(Excerpts of labeled region data)
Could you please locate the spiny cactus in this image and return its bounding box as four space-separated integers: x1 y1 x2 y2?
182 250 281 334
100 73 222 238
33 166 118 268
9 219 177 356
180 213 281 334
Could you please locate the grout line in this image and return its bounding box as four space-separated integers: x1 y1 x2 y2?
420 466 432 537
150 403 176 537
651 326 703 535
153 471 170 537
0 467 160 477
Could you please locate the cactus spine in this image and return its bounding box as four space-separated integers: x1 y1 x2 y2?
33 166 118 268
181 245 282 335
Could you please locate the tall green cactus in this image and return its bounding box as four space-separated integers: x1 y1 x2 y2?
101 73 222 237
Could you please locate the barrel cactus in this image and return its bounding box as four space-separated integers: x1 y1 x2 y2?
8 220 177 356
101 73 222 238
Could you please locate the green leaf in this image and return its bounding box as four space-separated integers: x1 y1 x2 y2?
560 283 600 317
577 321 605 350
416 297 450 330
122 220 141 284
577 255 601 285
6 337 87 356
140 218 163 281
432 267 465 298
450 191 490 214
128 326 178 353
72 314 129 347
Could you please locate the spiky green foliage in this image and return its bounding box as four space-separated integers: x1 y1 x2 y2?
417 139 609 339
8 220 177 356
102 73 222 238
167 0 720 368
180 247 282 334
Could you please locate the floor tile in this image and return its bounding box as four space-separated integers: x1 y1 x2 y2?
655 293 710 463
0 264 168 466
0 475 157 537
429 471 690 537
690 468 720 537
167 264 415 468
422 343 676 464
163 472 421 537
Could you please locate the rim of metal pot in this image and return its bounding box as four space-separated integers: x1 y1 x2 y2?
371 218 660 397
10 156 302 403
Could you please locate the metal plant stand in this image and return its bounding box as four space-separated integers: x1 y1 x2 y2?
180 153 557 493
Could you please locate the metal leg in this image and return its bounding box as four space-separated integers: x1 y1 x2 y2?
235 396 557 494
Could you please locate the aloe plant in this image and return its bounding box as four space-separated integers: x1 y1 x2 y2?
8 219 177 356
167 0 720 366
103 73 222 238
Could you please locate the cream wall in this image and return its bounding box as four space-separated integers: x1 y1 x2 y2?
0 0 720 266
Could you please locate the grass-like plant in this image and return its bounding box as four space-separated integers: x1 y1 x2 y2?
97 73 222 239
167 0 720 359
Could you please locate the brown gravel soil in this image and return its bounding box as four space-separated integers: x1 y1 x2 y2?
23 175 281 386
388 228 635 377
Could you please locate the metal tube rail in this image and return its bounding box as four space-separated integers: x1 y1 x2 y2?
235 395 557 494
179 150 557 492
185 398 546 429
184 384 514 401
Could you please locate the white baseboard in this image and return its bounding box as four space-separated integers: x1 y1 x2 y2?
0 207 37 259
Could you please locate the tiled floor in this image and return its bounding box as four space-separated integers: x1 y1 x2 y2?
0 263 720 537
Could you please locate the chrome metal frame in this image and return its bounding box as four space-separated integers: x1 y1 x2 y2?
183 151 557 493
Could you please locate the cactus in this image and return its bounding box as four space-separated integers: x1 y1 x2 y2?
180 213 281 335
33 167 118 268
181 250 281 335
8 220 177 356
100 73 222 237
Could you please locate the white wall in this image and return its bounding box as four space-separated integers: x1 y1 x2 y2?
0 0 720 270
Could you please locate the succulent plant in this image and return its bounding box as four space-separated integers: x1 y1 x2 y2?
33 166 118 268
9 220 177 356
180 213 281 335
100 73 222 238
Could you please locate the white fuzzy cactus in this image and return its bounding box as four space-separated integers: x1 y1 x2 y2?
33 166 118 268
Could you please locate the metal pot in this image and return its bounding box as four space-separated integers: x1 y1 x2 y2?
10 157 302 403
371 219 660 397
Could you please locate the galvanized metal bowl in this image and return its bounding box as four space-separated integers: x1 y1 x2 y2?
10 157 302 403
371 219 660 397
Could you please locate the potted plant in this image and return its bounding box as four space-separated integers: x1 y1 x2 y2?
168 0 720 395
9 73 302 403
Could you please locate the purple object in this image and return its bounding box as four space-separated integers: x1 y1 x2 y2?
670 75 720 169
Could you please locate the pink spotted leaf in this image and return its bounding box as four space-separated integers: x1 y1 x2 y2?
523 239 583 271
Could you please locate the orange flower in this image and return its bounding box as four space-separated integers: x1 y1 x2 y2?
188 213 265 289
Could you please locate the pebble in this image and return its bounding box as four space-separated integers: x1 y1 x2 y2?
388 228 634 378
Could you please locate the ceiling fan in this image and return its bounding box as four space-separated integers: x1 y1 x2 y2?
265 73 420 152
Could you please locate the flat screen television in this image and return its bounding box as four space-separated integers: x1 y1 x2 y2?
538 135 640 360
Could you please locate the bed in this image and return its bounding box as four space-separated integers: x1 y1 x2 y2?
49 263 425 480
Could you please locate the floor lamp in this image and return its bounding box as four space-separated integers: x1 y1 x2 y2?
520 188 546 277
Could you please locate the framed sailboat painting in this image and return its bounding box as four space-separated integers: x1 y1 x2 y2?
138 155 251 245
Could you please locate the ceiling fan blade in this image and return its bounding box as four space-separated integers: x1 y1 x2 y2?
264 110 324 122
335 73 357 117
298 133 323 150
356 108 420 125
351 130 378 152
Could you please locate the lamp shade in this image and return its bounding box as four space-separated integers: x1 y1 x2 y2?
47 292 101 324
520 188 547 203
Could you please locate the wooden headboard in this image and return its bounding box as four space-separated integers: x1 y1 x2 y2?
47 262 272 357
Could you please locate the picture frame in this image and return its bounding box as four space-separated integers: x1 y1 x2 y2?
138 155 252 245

**Goal**
Could you render every line of the data above as a Markdown table, one row per line, with the columns Row and Data line, leaving out any blank lines?

**Task answer**
| Row | Data line |
|---|---|
| 1 | Could you please locate the spiny cactus in this image and return its bounding box as four space-separated integers: x1 y1 x2 y2? |
| 2 | 182 250 281 334 |
| 3 | 100 73 222 238 |
| 4 | 33 166 118 268 |
| 5 | 9 219 177 356 |
| 6 | 180 213 281 334 |
| 7 | Could you please locate the grout line in this image and return its bounding box as four space-separated integers: x1 y1 x2 y2? |
| 8 | 420 466 432 537 |
| 9 | 150 403 176 537 |
| 10 | 651 326 703 535 |
| 11 | 153 471 170 537 |
| 12 | 0 467 160 477 |
| 13 | Could you please locate the cactus spine in this image and return its bounding box as four space-separated integers: x1 y1 x2 y2? |
| 14 | 33 166 118 268 |
| 15 | 181 245 282 335 |
| 16 | Could you please locate the tall green cactus in this image and return its bounding box as four space-separated integers: x1 y1 x2 y2? |
| 17 | 101 73 222 237 |
| 18 | Could you please locate the barrel cactus in this image and return its bounding box as four space-separated integers: x1 y1 x2 y2? |
| 19 | 8 220 177 356 |
| 20 | 101 73 222 238 |
| 21 | Could you please locate the green leaf in this image and return its bounding box as four space-separated integers: x1 y1 x2 y2? |
| 22 | 560 283 600 317 |
| 23 | 577 321 605 350 |
| 24 | 416 297 450 330 |
| 25 | 122 220 141 284 |
| 26 | 577 255 601 285 |
| 27 | 6 337 87 356 |
| 28 | 140 218 163 281 |
| 29 | 432 267 465 298 |
| 30 | 450 191 490 214 |
| 31 | 128 326 178 353 |
| 32 | 72 314 129 347 |
| 33 | Could you please locate the spiky green foliage in this image and return its bounding box as four space-separated integers: x1 y1 x2 y2? |
| 34 | 417 139 609 339 |
| 35 | 8 220 177 356 |
| 36 | 102 73 222 238 |
| 37 | 167 0 720 368 |
| 38 | 180 247 282 334 |
| 39 | Could you please locate the floor tile in this image and return its bounding box as four space-separated integers: x1 y1 x2 y2? |
| 40 | 655 293 710 463 |
| 41 | 0 264 168 466 |
| 42 | 0 475 157 537 |
| 43 | 429 471 690 537 |
| 44 | 690 468 720 537 |
| 45 | 167 264 415 468 |
| 46 | 422 343 676 464 |
| 47 | 163 472 421 537 |
| 48 | Could you please locate the rim of metal pot in this image and return its bounding box as four space-separated integers: x1 y1 x2 y2? |
| 49 | 371 218 660 397 |
| 50 | 10 156 302 403 |
| 51 | Could you please locate the metal plant stand in this image and return its bounding box as four space-separated integers: x1 y1 x2 y2? |
| 52 | 180 153 557 493 |
| 53 | Could you please locate the metal leg in this image and return its bounding box as four space-separated integers: x1 y1 x2 y2? |
| 54 | 235 396 557 494 |
| 55 | Could you please locate the aloe plant in this image and return its bounding box as four space-separated integers: x1 y1 x2 y2? |
| 56 | 8 219 177 356 |
| 57 | 167 0 720 366 |
| 58 | 103 73 222 238 |
| 59 | Could you please locate the cream wall in this image and return its bounding box as four space-separated integers: x1 y1 x2 y2? |
| 60 | 0 0 720 266 |
| 61 | Could you please locate the grass-like plant in this image and return its bounding box as four space-separated integers: x1 y1 x2 y2? |
| 62 | 97 73 222 239 |
| 63 | 167 0 720 359 |
| 64 | Could you please locate the brown gravel soil in this image and return its bounding box as four space-separated integers: x1 y1 x2 y2? |
| 65 | 23 175 281 386 |
| 66 | 388 228 635 377 |
| 67 | Could you please locate the metal tube rail in this image and return its bounding box as four space-separated integers: x1 y1 x2 y2? |
| 68 | 235 395 557 494 |
| 69 | 179 150 557 492 |
| 70 | 185 398 546 429 |
| 71 | 184 384 514 401 |
| 72 | Could you please locate the white baseboard in this image and return its bounding box as four space-separated integers: x1 y1 x2 y2? |
| 73 | 0 207 37 259 |
| 74 | Could you please locate the tiled floor in this image and return its bounding box as four space-separated integers: x1 y1 x2 y2? |
| 75 | 0 263 720 537 |
| 76 | Could you please locate the chrome metal frame in this image and return its bounding box as four space-separated integers: x1 y1 x2 y2? |
| 77 | 183 151 557 493 |
| 78 | Could you please locate the cactus in this image and return its bounding box as four space-separated integers: x1 y1 x2 y2? |
| 79 | 180 213 281 335 |
| 80 | 33 167 118 268 |
| 81 | 181 250 281 335 |
| 82 | 8 220 177 356 |
| 83 | 100 73 222 237 |
| 84 | Could you please locate the white wall in this image and return its bounding box as four space-separated integers: x1 y1 x2 y2? |
| 85 | 0 0 720 270 |
| 86 | Could you please locate the succulent plant in this image and return its bounding box as four space-separated integers: x1 y1 x2 y2? |
| 87 | 33 166 118 268 |
| 88 | 9 220 177 356 |
| 89 | 180 213 281 335 |
| 90 | 100 73 222 238 |
| 91 | Could you please locate the white fuzzy cactus in this image and return its bounding box as four space-separated integers: x1 y1 x2 y2? |
| 92 | 33 166 118 268 |
| 93 | Could you please locate the metal pot in this image and return its bounding box as four space-separated integers: x1 y1 x2 y2? |
| 94 | 10 157 302 403 |
| 95 | 371 219 660 397 |
| 96 | Could you please locate the galvanized metal bowl in this image and return its bounding box as four space-separated integers: x1 y1 x2 y2? |
| 97 | 10 157 302 403 |
| 98 | 371 219 660 397 |
| 99 | Could you please locate the potted plant in this image and return its bounding box as four space-separated integers: x1 y1 x2 y2? |
| 100 | 168 0 720 395 |
| 101 | 9 73 302 403 |
| 102 | Could you please locate the purple object in this image and return its bounding box as four space-separated integers: x1 y1 x2 y2? |
| 103 | 670 75 720 169 |
| 104 | Could you please locate the pink spotted leaf in this image and return its bounding box as four space-separated integers: x1 y1 x2 y2? |
| 105 | 523 239 583 271 |
| 106 | Could you please locate the orange flower in this image and return its bounding box as four space-separated integers: x1 y1 x2 y2? |
| 107 | 188 213 265 289 |
| 108 | Could you please locate the pebble in this image and return its bounding box as four space-separated integers: x1 y1 x2 y2? |
| 109 | 388 228 634 378 |
| 110 | Could you please locate the ceiling fan in this image and return its bounding box as four space-separated integers: x1 y1 x2 y2? |
| 111 | 265 73 420 152 |
| 112 | Could you please locate the flat screen television in this image and return its bounding box as four space-separated integers: x1 y1 x2 y2? |
| 113 | 538 135 640 360 |
| 114 | Could you please locate the bed in this image and return its bounding box as four space-separated integers: x1 y1 x2 y2? |
| 115 | 49 263 425 480 |
| 116 | Could you please locate the floor lamp in this image and return its bounding box as four space-separated integers: x1 y1 x2 y2? |
| 117 | 520 188 546 277 |
| 118 | Could you please locate the framed sailboat painting in this image and return its bounding box as four space-separated integers: x1 y1 x2 y2? |
| 119 | 138 155 251 245 |
| 120 | Could you please locate the ceiling fan blade in this image and return its bounding box as four space-separated integers: x1 y1 x2 y2? |
| 121 | 264 110 324 122 |
| 122 | 335 73 357 117 |
| 123 | 298 133 323 150 |
| 124 | 356 108 420 125 |
| 125 | 351 130 378 152 |
| 126 | Could you please locate the lamp shade in this image and return its bounding box as four space-separated integers: x1 y1 x2 y2? |
| 127 | 47 292 101 324 |
| 128 | 520 188 547 203 |
| 129 | Could you please locate the wooden headboard in this image and return its bounding box as four space-separated integers: x1 y1 x2 y2? |
| 130 | 47 262 272 357 |
| 131 | Could you please locate the picture frame in this image and return its bounding box as four space-separated integers: x1 y1 x2 y2? |
| 132 | 138 155 252 245 |